Given text:
Top Ten Civil Discourse Posts of 2016: #6-10

We're approaching a new year and Civil Discourse's second anniversary in 2017! As we did last year, we're finishing 2016 with a look back at the year's top ten posts. These popular pieces not only shed light on the Civil War but also allow us to understand the conflict from new perspectives. Without further ado, we begin our top ten countdown with posts six through ten! You can click on any post title to read more. In the coming days, we'll announce the top five posts of the year!

#10 - "'Still on Parade': Civil War Veterans and Civic Expression in Memorial Day Parades" by Becky Oakes

“'Each member of this little band of survivors of a war that is part of a vanished era has seen a whole lifespan of seventy years pass since his last battle was fought... Children unborn when they enlisted in Lincoln’s time have died of old age, while they march on.'

 - 20 G.A.R. Men, Still ‘on Parade,’ Get Ovation in Memorial March,” New York Times, May 31, 1934.

In terms of civic expressions of patriotism, few ceremonies are more quintessential than the Memorial Day Parade. Although the holiday honors those who fell in the service of the nation, veterans have always had a pivotal role in public expressions and observances. Veterans of the Civil War continued to participate in Memorial Day Parades well into the twentieth century, but as the years waned on, their role in these exercises began to change. By the 1930s, Civil War veterans were largely viewed by the public as curiosities or living memorials, their experience a lesson that Americans could draw upon for modern issues."

#9 - "'In Behalf of Humanity': Richard Etheridge, the U.S. Lifesaving Service, and Reconstruction" by Becca Capobianco

"Prior to the Civil War, the Outer Banks of North Carolina were sparsely inhabited, defined by the tumultuous weather that constantly loomed and brought the Atlantic Ocean often into the hearts of people’s homes.  The lack of workable land severely limited agricultural opportunities in the area, and consequently slavery held little sway along the coastal regions.  Yet the Outer Banks would play a disproportionately large role in the beginning years of the Civil War, despite its sparse population and the relatively (compared to places like Antietam, Shiloh, and Chancellorsville) small size of its military engagements.  Within one hundred miles of Ft. Monroe, the catalyst for military emancipation under the command of Union general Benjamin Butler, military operations along the coast of Virginia bled into North Carolina’s Outer Banks and had lasting implications for its seemingly small population.  Within this militarily and geographically dynamic area, Richard Etheridge would make a name for himself both as an advocate for civil rights and leader of the freedman’s population along the coast."

The tasks:
A. Retype part of the Civil Discourse countdown word for word, beginning at the words "We're approaching a" and stopping after "of the year!".
B. According to the Civil Discourse countdown, by what decade were Civil War veterans largely viewed by the public as curiosities or living memorials?
C. Pick up the Civil Discourse countdown after its final sentence and keep writing.

Given information:

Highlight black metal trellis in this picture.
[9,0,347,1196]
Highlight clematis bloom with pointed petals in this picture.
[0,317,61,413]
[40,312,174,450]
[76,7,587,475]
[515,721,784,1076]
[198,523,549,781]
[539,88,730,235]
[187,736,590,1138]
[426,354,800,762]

Replies:
A.
We're approaching a new year and Civil Discourse's second anniversary in 2017! As we did last year, we're finishing 2016 with a look back at the year's top ten posts. These popular pieces not only shed light on the Civil War but also allow us to understand the conflict from new perspectives. Without further ado, we begin our top ten countdown with posts six through ten! You can click on any post title to read more. In the coming days, we'll announce the top five posts of the year!

B. The 1930s.

C.
#8 - "'A Very Spicy Little Sheet': The Knapsack, A Soldier's Newspaper and the Politics of War" by Zac Cowsert

"A Union officer once remarked, “Does not a newspaper follow a Yankee march everywhere?” In the fall of 1863, the soldiers of the Fifth West Virginia Infantry found themselves stationed at Gauley Bridge in the southern part of their newly-minted home state. It proved to be a relatively peaceful posting and, apparently true to Yankee form, the men promptly set about establishing a regimental newspaper. Forming the rather grandly named Fifth Virginia Publishing Association, the Association soon began issuing copies of the four-page Knapsack every Thursday morning at five cents a copy. Although only published for a few months, the paper illuminates much about soldier life and the politics of war."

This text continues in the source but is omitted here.